[Task statement] Reproduce exactly the lines from the one containing "the ivy vine" through the end of the listing, minus the pictures.

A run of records
--- start ---

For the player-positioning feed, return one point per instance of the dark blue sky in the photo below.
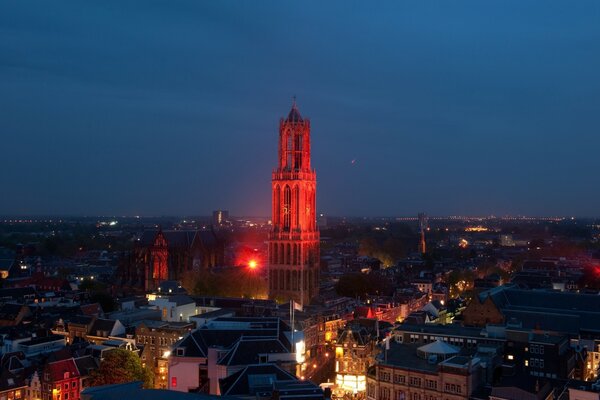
(162, 107)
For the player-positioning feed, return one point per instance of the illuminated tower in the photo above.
(422, 229)
(294, 238)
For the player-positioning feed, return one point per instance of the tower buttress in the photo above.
(294, 238)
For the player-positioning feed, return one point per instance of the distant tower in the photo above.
(159, 253)
(294, 238)
(422, 229)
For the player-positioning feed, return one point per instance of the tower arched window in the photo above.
(287, 207)
(289, 151)
(297, 152)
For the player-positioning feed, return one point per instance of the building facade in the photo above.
(294, 238)
(164, 255)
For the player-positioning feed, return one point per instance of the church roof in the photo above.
(294, 114)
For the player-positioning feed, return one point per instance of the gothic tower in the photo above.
(294, 238)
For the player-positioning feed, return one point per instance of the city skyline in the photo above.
(466, 109)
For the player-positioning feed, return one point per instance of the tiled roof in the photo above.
(254, 378)
(248, 350)
(58, 369)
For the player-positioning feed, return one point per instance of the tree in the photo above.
(122, 366)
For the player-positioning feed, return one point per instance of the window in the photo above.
(415, 381)
(385, 393)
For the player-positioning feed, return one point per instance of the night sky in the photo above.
(172, 107)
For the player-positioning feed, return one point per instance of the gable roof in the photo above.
(248, 350)
(254, 378)
(58, 369)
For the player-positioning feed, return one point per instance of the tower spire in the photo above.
(294, 238)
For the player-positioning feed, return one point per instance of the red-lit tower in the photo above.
(294, 238)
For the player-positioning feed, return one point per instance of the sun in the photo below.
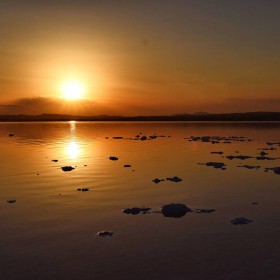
(72, 90)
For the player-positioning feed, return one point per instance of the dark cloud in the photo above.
(41, 105)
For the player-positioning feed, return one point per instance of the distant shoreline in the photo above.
(230, 117)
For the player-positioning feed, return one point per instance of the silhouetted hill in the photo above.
(251, 116)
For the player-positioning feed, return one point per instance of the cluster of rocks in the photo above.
(137, 210)
(83, 189)
(67, 168)
(276, 170)
(11, 201)
(241, 221)
(105, 233)
(172, 179)
(249, 166)
(218, 139)
(216, 165)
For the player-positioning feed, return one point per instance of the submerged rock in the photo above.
(83, 189)
(249, 166)
(105, 233)
(175, 210)
(174, 179)
(265, 158)
(136, 210)
(241, 221)
(67, 168)
(204, 211)
(113, 158)
(11, 201)
(217, 165)
(238, 157)
(276, 170)
(157, 180)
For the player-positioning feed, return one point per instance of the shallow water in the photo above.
(50, 232)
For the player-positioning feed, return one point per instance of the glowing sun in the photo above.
(72, 90)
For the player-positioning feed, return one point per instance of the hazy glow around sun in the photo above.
(72, 90)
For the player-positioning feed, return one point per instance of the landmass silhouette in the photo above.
(248, 116)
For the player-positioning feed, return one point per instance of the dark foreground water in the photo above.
(49, 232)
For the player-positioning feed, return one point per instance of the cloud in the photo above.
(41, 105)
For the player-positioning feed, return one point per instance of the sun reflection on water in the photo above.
(73, 149)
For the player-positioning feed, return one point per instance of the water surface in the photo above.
(50, 232)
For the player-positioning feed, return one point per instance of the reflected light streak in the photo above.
(72, 127)
(73, 150)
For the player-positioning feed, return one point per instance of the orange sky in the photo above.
(138, 57)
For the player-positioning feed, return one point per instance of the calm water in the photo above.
(50, 232)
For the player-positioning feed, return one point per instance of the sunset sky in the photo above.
(139, 57)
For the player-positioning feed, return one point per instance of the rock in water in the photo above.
(105, 233)
(204, 211)
(175, 210)
(113, 158)
(241, 221)
(174, 179)
(11, 201)
(67, 168)
(136, 210)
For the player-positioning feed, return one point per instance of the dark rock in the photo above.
(217, 165)
(204, 211)
(241, 221)
(11, 201)
(276, 170)
(105, 233)
(156, 180)
(265, 158)
(174, 179)
(175, 210)
(250, 166)
(113, 158)
(238, 157)
(83, 189)
(136, 210)
(67, 168)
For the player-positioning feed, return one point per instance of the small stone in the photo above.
(174, 179)
(83, 189)
(175, 210)
(241, 221)
(105, 233)
(204, 211)
(113, 158)
(157, 180)
(67, 168)
(136, 210)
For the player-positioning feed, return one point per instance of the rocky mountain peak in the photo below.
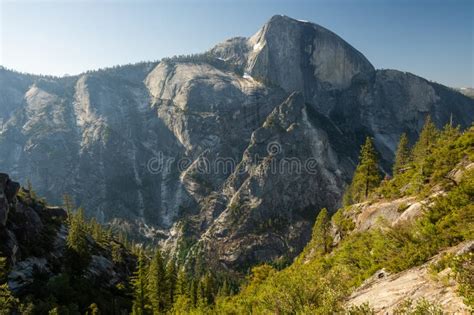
(302, 56)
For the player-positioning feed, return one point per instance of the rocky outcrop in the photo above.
(130, 143)
(385, 292)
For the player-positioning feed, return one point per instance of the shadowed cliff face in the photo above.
(184, 150)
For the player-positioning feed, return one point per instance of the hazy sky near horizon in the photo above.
(430, 38)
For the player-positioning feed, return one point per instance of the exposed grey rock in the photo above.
(385, 293)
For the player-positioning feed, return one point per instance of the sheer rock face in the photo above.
(130, 143)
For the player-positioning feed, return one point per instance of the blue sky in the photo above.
(433, 39)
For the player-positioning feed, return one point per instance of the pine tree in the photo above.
(8, 303)
(181, 283)
(422, 153)
(76, 238)
(321, 238)
(366, 176)
(157, 285)
(68, 204)
(139, 284)
(171, 278)
(402, 156)
(426, 141)
(445, 153)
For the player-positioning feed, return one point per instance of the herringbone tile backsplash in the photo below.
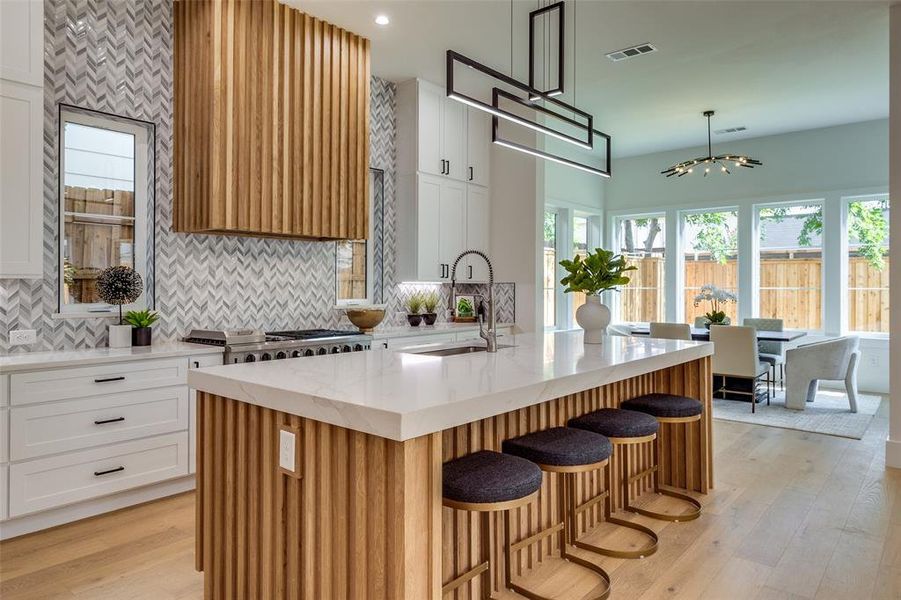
(116, 56)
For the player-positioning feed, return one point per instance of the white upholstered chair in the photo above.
(671, 331)
(835, 359)
(735, 357)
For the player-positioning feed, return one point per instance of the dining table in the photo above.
(703, 334)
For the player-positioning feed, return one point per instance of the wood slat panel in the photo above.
(365, 520)
(271, 128)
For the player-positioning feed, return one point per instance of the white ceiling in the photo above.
(773, 67)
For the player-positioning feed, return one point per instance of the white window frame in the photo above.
(370, 266)
(846, 200)
(594, 231)
(679, 278)
(142, 140)
(615, 245)
(754, 249)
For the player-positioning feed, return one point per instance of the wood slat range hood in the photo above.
(271, 122)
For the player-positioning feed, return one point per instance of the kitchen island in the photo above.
(359, 514)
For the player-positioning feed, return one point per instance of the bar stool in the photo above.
(485, 482)
(568, 452)
(625, 427)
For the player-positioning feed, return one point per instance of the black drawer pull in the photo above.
(108, 471)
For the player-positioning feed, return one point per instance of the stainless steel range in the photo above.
(250, 345)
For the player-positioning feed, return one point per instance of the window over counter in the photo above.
(358, 263)
(642, 240)
(710, 253)
(550, 269)
(868, 264)
(791, 264)
(106, 201)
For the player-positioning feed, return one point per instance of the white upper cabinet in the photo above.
(477, 220)
(453, 139)
(443, 149)
(430, 119)
(22, 41)
(478, 153)
(440, 136)
(21, 142)
(21, 184)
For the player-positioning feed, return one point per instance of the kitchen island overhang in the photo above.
(363, 515)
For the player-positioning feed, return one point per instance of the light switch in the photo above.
(287, 444)
(288, 451)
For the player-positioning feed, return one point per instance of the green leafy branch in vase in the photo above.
(599, 271)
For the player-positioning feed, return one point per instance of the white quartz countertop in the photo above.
(401, 395)
(382, 333)
(54, 359)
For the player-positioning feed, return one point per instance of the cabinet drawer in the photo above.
(42, 429)
(44, 483)
(61, 384)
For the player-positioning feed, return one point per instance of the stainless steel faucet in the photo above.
(489, 335)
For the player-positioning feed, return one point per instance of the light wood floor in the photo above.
(794, 515)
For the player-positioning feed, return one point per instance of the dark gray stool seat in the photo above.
(617, 423)
(487, 477)
(560, 447)
(664, 406)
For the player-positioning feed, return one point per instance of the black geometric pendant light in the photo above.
(526, 105)
(722, 161)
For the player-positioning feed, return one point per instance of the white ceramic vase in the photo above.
(594, 318)
(120, 336)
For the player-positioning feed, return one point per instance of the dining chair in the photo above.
(772, 353)
(735, 357)
(671, 331)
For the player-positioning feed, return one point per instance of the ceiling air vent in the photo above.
(631, 52)
(731, 130)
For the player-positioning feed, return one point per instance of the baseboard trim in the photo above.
(91, 508)
(893, 453)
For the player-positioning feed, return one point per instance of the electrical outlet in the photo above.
(287, 450)
(19, 337)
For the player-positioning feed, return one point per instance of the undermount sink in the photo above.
(456, 350)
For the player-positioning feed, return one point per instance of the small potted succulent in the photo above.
(141, 321)
(599, 271)
(414, 307)
(718, 299)
(117, 286)
(430, 305)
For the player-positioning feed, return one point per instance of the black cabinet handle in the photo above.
(108, 471)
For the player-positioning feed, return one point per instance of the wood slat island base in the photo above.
(363, 517)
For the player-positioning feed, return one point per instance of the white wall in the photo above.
(516, 222)
(846, 157)
(893, 444)
(827, 164)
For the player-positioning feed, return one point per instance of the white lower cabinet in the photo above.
(63, 479)
(50, 428)
(69, 436)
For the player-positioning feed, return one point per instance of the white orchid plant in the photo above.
(718, 298)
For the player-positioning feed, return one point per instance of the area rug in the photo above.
(828, 414)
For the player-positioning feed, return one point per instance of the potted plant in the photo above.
(599, 271)
(718, 299)
(117, 286)
(414, 306)
(140, 321)
(430, 305)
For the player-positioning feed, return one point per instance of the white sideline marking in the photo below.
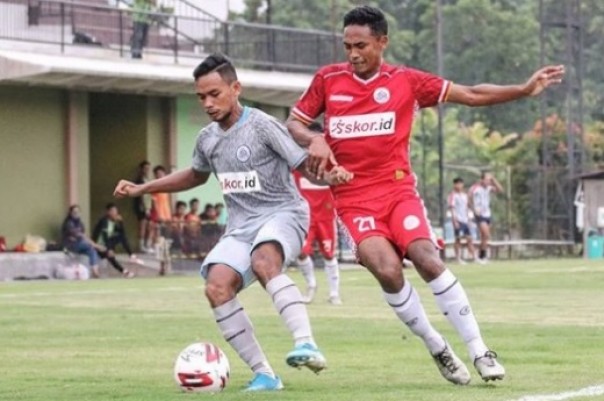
(87, 292)
(590, 391)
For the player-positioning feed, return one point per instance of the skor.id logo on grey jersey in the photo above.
(240, 182)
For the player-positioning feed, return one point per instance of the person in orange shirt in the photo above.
(177, 226)
(192, 228)
(161, 212)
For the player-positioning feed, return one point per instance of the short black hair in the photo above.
(216, 62)
(366, 15)
(315, 127)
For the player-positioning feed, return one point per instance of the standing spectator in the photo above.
(161, 212)
(480, 198)
(141, 19)
(178, 225)
(142, 207)
(109, 232)
(209, 214)
(76, 240)
(221, 214)
(192, 228)
(459, 206)
(193, 215)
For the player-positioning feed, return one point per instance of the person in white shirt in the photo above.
(459, 205)
(480, 198)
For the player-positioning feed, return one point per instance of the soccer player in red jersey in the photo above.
(322, 230)
(368, 107)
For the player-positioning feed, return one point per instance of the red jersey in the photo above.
(368, 123)
(319, 198)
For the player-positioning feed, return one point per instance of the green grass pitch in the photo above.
(118, 339)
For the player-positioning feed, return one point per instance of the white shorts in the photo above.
(286, 228)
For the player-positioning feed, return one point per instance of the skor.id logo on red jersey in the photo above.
(240, 182)
(362, 125)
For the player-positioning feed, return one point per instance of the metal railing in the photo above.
(69, 23)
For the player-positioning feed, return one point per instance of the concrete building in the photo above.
(75, 118)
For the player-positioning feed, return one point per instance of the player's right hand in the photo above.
(319, 157)
(338, 175)
(127, 188)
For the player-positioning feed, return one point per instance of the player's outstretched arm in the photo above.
(319, 152)
(175, 182)
(487, 94)
(336, 176)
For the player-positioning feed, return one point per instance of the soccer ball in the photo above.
(202, 367)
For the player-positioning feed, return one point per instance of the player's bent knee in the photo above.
(267, 261)
(219, 293)
(390, 276)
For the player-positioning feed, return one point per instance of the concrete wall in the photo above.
(124, 130)
(32, 162)
(79, 104)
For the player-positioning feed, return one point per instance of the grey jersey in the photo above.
(252, 160)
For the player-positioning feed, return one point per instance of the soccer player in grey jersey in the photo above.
(252, 155)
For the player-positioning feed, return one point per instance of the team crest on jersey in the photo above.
(243, 153)
(381, 95)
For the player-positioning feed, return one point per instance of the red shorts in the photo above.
(324, 232)
(399, 216)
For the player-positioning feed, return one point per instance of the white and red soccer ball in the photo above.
(202, 367)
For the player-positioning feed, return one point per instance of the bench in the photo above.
(525, 248)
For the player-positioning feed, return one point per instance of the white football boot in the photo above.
(488, 367)
(451, 367)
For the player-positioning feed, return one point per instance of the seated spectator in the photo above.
(193, 215)
(76, 241)
(109, 232)
(221, 214)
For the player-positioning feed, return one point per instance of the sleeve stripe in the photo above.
(296, 112)
(444, 93)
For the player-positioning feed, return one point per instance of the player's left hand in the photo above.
(544, 78)
(338, 175)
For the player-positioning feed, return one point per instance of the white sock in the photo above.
(333, 276)
(238, 331)
(307, 268)
(288, 302)
(408, 308)
(453, 302)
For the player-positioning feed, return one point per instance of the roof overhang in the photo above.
(594, 175)
(139, 77)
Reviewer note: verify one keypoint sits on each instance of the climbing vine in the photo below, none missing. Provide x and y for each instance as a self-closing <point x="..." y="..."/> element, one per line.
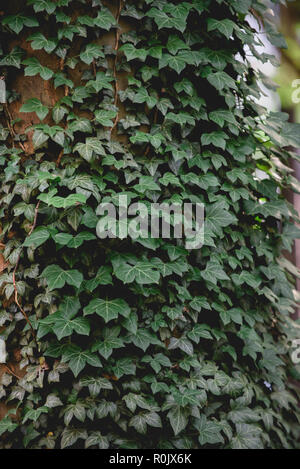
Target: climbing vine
<point x="141" y="343"/>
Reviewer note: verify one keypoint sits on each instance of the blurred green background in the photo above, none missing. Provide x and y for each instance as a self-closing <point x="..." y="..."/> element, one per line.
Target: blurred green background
<point x="289" y="71"/>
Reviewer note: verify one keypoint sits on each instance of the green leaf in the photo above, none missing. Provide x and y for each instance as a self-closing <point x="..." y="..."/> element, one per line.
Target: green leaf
<point x="35" y="105"/>
<point x="39" y="41"/>
<point x="37" y="238"/>
<point x="91" y="146"/>
<point x="178" y="419"/>
<point x="56" y="277"/>
<point x="226" y="26"/>
<point x="107" y="309"/>
<point x="209" y="431"/>
<point x="91" y="52"/>
<point x="104" y="19"/>
<point x="17" y="22"/>
<point x="7" y="425"/>
<point x="35" y="68"/>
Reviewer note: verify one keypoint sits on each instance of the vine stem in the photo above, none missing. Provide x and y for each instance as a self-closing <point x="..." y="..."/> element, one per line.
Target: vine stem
<point x="15" y="271"/>
<point x="117" y="43"/>
<point x="11" y="127"/>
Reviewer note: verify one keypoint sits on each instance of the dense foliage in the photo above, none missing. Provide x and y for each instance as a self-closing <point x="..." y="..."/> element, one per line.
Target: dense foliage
<point x="124" y="343"/>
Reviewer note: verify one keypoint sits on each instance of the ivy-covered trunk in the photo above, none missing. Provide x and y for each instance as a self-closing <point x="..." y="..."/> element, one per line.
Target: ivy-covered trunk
<point x="138" y="341"/>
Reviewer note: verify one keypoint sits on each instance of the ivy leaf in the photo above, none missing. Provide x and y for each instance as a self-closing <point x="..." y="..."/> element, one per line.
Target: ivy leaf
<point x="226" y="26"/>
<point x="57" y="277"/>
<point x="107" y="309"/>
<point x="43" y="5"/>
<point x="17" y="22"/>
<point x="77" y="359"/>
<point x="39" y="41"/>
<point x="178" y="419"/>
<point x="104" y="19"/>
<point x="142" y="272"/>
<point x="220" y="80"/>
<point x="97" y="439"/>
<point x="209" y="431"/>
<point x="91" y="146"/>
<point x="91" y="52"/>
<point x="34" y="68"/>
<point x="104" y="117"/>
<point x="13" y="59"/>
<point x="7" y="425"/>
<point x="103" y="277"/>
<point x="37" y="238"/>
<point x="214" y="272"/>
<point x="71" y="435"/>
<point x="35" y="105"/>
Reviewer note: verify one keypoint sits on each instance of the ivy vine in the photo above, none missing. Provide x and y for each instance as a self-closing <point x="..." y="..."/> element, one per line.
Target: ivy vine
<point x="122" y="343"/>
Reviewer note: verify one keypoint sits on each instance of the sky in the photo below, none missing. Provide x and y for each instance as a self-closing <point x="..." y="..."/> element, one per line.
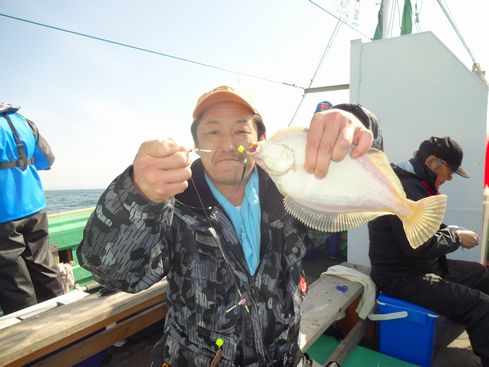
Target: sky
<point x="96" y="102"/>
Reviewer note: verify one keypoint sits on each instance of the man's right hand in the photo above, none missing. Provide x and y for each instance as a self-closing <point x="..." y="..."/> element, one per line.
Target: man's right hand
<point x="161" y="169"/>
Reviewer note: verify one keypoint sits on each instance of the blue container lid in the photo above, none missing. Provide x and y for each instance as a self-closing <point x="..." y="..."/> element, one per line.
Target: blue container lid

--- end ---

[Response]
Reviewer note: verify one keypoint sits on each instance of the ivy vine in the photo above, none missing. Provide x and y for each instance as a self-closing <point x="..." y="..."/> element, one per line.
Target: ivy vine
<point x="122" y="343"/>
Reviewer note: verify one keypoint sits on each instance of the sky in the photo below, none missing. Provide x and y for each instance as a self-closing <point x="..." y="..."/> element, one per line.
Target: sky
<point x="96" y="102"/>
Reviewer note: verify one keypoint sits on each instance of the man's right hand in the photo above, none missing. Provide x and y for each instance as a self-closing <point x="..." y="..."/> element, one per line.
Target: man's right hand
<point x="161" y="169"/>
Reviewer note: verify one keypoint sits on each instance of the blue container lid in the photo above, none missing. Provide x and y for each instance as a self-closing <point x="..." y="..."/> element, one per line.
Target: blue container lid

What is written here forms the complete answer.